Qu’on suspende d’abord son jugement à l’égard de l’art contemporain. Comme tout milieu présumé appartenir au domaine public, on ne le connait jamais, par le truchement de la superstructure médiatique, que par ses frasques, ses scandales, le bruit qui l’entoure et en altère sa juste réception. Qu’on laisse un instant de côté l’appareillage critique courant : artificialisation de la valeur marchande, légitimation dans l’espace dit « culturel » de puissances capitalistiques, extension des zones d’affichage publicitaire dans les territoires secrets de la liberté créatrice, égarement d’une discipline nommée « art » devenue incapable de comprendre la nature et la finalité son objet, voilà autant d’axes bien connus qui nourrissent une défiance justifiée à l’encontre d’un domaine qui fait désormais couler davantage d’encre que de peinture. Abandonnons tout cela sur le bas-côté, et laissons un homme passionné par sa profession nous montrer son monde.

:::

— VOS TÂCHES —
1) Traduisez en anglais cette phrase du texte sur l'art contemporain : « Abandonnons tout cela sur le bas-côté, et laissons un homme passionné par sa profession nous montrer son monde. »
2) D'après le texte sur l'art contemporain, ce domaine fait désormais couler davantage de quoi que de peinture ?
3) Écrivez la suite du texte sur l'art contemporain après sa dernière phrase.
Les enregistrements proviennent d'une autre source que le texte.

— Entrées d'une collection d'étiquetage —

:::

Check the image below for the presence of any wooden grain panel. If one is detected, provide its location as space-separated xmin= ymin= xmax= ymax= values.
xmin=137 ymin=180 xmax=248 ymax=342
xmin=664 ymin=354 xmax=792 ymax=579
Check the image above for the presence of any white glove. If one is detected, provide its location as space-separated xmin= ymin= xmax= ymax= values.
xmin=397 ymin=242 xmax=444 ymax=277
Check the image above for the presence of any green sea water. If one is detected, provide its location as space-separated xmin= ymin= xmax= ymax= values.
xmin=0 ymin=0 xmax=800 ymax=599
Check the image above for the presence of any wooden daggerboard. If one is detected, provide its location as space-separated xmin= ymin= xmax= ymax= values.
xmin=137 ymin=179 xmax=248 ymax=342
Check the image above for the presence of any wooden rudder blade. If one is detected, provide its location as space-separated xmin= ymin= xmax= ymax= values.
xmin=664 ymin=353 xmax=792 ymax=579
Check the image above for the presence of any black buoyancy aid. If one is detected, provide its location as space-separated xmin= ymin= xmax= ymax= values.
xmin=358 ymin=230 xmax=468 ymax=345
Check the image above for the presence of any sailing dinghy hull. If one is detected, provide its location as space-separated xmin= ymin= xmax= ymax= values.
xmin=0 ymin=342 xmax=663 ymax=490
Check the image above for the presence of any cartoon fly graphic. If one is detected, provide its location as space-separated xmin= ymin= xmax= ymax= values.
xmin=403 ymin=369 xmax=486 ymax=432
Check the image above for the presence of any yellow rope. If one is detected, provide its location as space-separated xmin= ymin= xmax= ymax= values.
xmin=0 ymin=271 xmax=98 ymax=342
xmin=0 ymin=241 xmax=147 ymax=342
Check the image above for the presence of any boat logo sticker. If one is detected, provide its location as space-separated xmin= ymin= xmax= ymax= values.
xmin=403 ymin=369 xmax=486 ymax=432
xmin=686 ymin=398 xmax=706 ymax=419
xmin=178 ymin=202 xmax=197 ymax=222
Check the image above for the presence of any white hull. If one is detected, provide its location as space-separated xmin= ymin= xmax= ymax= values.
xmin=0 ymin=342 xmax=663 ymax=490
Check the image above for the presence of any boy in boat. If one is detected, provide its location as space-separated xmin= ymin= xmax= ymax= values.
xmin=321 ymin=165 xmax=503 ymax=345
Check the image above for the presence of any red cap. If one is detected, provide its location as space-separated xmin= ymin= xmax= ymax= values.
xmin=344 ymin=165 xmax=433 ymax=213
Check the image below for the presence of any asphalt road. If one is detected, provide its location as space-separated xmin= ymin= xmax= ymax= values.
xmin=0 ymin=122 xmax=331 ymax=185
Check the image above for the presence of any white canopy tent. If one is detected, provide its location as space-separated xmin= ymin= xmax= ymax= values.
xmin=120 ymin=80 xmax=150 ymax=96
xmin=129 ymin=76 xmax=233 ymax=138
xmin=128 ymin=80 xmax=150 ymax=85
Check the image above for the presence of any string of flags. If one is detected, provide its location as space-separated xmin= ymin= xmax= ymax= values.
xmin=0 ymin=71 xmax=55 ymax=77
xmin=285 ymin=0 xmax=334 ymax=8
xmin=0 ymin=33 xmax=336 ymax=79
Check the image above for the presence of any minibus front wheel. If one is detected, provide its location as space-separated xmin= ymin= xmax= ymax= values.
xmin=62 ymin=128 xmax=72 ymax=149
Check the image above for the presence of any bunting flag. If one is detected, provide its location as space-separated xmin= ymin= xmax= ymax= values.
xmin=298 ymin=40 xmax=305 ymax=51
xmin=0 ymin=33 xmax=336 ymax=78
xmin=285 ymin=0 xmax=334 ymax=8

:::

— RÉPONSES AUX TÂCHES —
1) Let us leave all that by the wayside, and let a man passionate about his profession show us his world.

2) D'encre.

3)
Hans Ulrich Obrist est une figure majeure du commissariat d’exposition international depuis maintenant une trentaine d’années. Il est né à Weinfelden, et cela ne doit pas surprendre : la Suisse n’est-elle pas le plus remarquable atelier d’usinage d’un cosmopolitisme agréable et policé ? C’est avec le récit de ses premières rencontres artistiques dans son pays natal que commence ce court essai biographique, Ways of Curating. Chaque chapitre du livre s’attache à montrer comment des rencontres, des lectures, des voyages, les expositions qu’il organisa ou dont il fut le spectateur, ont influencé sa pratique du commissariat d’exposition. On retrouve avec plaisir toutes les vedettes de l’art du XXe siècle, on en découvre d’autres ; on le voit confier sa représentation toute personnelle de l’histoire de sa discipline, des inventeurs de l’exhibition qui sortiront les toiles des Académies poussiéreuses et des salons aristocratiques, à l’instigateur de la white box, catégorie d’écrin spatial définitive. Il en profite pour cerner la définition de son métier ; il associe trois fonctions au métier de commissaire d’exposition : protéger les œuvres, sélectionner de nouvelles œuvres, et surtout, dit-il, écrire l’histoire de l’art. De celui-ci, il donne une définition qui ne nous étonnera pas : tout ce qui en étend la définition.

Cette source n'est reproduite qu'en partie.